▸ Goal of the exercise:
Give every line below again, exactly.

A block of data
╔══

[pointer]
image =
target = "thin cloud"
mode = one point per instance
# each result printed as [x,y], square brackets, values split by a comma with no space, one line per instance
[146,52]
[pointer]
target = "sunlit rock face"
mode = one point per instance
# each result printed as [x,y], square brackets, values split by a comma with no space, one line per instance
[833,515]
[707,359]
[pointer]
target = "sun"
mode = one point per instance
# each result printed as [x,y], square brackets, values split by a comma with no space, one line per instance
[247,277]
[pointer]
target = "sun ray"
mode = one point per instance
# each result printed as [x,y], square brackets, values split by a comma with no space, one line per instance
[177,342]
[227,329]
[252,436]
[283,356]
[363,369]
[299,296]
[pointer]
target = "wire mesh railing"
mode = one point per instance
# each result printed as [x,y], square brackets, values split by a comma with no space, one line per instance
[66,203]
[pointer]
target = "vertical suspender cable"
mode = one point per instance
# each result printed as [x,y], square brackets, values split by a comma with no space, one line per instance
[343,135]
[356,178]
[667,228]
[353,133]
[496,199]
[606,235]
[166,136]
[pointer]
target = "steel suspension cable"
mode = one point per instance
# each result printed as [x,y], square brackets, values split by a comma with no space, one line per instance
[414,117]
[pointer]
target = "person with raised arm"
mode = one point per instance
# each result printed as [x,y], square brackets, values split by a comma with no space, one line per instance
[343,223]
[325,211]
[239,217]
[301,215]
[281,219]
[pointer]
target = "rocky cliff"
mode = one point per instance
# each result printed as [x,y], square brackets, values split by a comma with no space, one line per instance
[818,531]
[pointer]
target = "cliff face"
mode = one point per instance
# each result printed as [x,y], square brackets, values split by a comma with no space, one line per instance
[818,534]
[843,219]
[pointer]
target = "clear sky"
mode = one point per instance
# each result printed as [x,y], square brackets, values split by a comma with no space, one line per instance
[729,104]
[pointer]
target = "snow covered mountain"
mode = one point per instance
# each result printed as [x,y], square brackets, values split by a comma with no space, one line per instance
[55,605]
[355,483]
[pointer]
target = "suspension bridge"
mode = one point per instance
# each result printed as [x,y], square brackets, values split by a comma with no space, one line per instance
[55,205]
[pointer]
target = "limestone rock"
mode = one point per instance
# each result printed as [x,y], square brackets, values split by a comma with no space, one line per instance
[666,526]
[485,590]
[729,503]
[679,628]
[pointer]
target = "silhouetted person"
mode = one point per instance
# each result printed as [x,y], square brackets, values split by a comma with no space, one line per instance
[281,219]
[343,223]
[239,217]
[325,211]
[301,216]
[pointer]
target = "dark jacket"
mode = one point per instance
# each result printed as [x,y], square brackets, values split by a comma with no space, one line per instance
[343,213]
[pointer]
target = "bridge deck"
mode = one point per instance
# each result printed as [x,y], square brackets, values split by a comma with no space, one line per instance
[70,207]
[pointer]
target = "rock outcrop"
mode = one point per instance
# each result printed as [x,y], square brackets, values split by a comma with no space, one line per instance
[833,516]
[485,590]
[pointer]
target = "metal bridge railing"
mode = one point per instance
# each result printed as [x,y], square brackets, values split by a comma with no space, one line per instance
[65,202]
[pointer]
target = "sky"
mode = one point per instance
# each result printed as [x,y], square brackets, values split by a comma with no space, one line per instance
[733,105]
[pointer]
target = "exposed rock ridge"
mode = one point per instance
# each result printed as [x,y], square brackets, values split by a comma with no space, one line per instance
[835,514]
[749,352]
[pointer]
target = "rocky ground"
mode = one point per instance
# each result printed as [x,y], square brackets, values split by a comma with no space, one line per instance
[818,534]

╚══

▸ Solution to the exercise:
[pointer]
image =
target = "thin cloud"
mode = one point per instance
# each result printed as [x,y], square brackets, values split by a comma with no space, one line per instance
[146,52]
[pointer]
target = "sunlit rock face"
mode = one point per instance
# each result printed as [x,y], square brackets, values split by a comma with no space, one line per instance
[833,515]
[707,359]
[pointer]
target = "sun"
mode = one point per instance
# each result printed as [x,y], square brackets, values split by a comma with no space, one line per instance
[247,277]
[pointer]
target = "sun ray"
mode = one point per instance
# each result printed as [x,y], square brackets, values split by a comma with no space, one line per instance
[177,342]
[227,329]
[252,436]
[283,356]
[363,369]
[299,296]
[pointer]
target = "wire mesh railing"
mode = one point per instance
# each result printed as [x,y], square brackets, values split by a comma with no space, one line per instance
[66,203]
[pointer]
target = "vertical suspender cable"
mode = one point per instance
# each result printed as [x,y], square brackets, values split by a comma with no space, one line per instance
[343,135]
[356,178]
[667,228]
[353,133]
[496,199]
[606,235]
[166,136]
[pointer]
target = "steel suspension cable"
mode = one point per instance
# each result printed as [x,y], square brackets, values split by a comma with no space, one line per instance
[414,117]
[pointer]
target = "person with raised arm"
mode = one point per instance
# each result printed as [x,y], square brackets, values split by a comma with no space, one line per instance
[343,223]
[325,211]
[239,217]
[301,215]
[281,219]
[pointer]
target = "rocky cliff"
mode = one point per instance
# each result printed as [x,y], square brackets, values split by a comma with no space, one line per instance
[818,531]
[pointer]
target = "cliff face"
mode = one point per instance
# each result printed as [x,y], square brackets, values split by a comma with no space, one line per instance
[818,534]
[843,219]
[pointer]
target = "clear sky"
mode = one point per instance
# each result printed as [x,y], square brackets, values split by a comma with no space, one line per instance
[729,104]
[pointer]
target = "snow covered mountain"
mode = one point per instance
# each result printed as [x,y], square brackets, values split by a comma with no space, one line per instance
[55,605]
[355,483]
[pointer]
target = "suspension bridge"
mode = one point per instance
# each result printed as [x,y], square brackets, values split by a comma with no space, one line per instance
[55,205]
[pointer]
target = "limestone rock"
mode = one point per instance
# each result printed as [x,y], square brackets, values split by a comma with no space, one line per instance
[666,526]
[485,590]
[729,503]
[679,628]
[pointer]
target = "silhouetted person"
mode = one point per instance
# each result printed as [x,y], square brackets, values split by a comma with no space, one line per instance
[281,219]
[343,223]
[239,217]
[325,211]
[301,216]
[pointer]
target = "dark jacket"
mode = one point per instance
# each result printed as [x,y], square brackets, values split by a comma with no space, one line per instance
[343,213]
[pointer]
target = "bridge deck"
mode = one point per instance
# each result printed as [x,y], square brackets, values split by a comma with no space, one line per instance
[70,207]
[pointer]
target = "rock outcrop"
mode = one point per instance
# each result printed as [x,y], square brackets, values split by a comma with no space, one line per instance
[833,516]
[485,590]
[pointer]
target = "metal bridge railing"
mode = one point per instance
# each result printed as [x,y], square brackets, values split by a comma with no space, one line per instance
[65,202]
[pointer]
target = "sky"
mode = one point per instance
# each result printed as [x,y], square brackets, values split by a comma with no space, one line per instance
[733,105]
[pointer]
target = "exposed rock ridge"
mode = one point per instance
# each result printed as [x,y], square brackets, values split by a comma with no space, one line per instance
[835,514]
[749,352]
[pointer]
target = "rocky ground"
mode = one point per instance
# each result printed as [x,y], square brackets, values split by a comma with no space, one line per instance
[818,534]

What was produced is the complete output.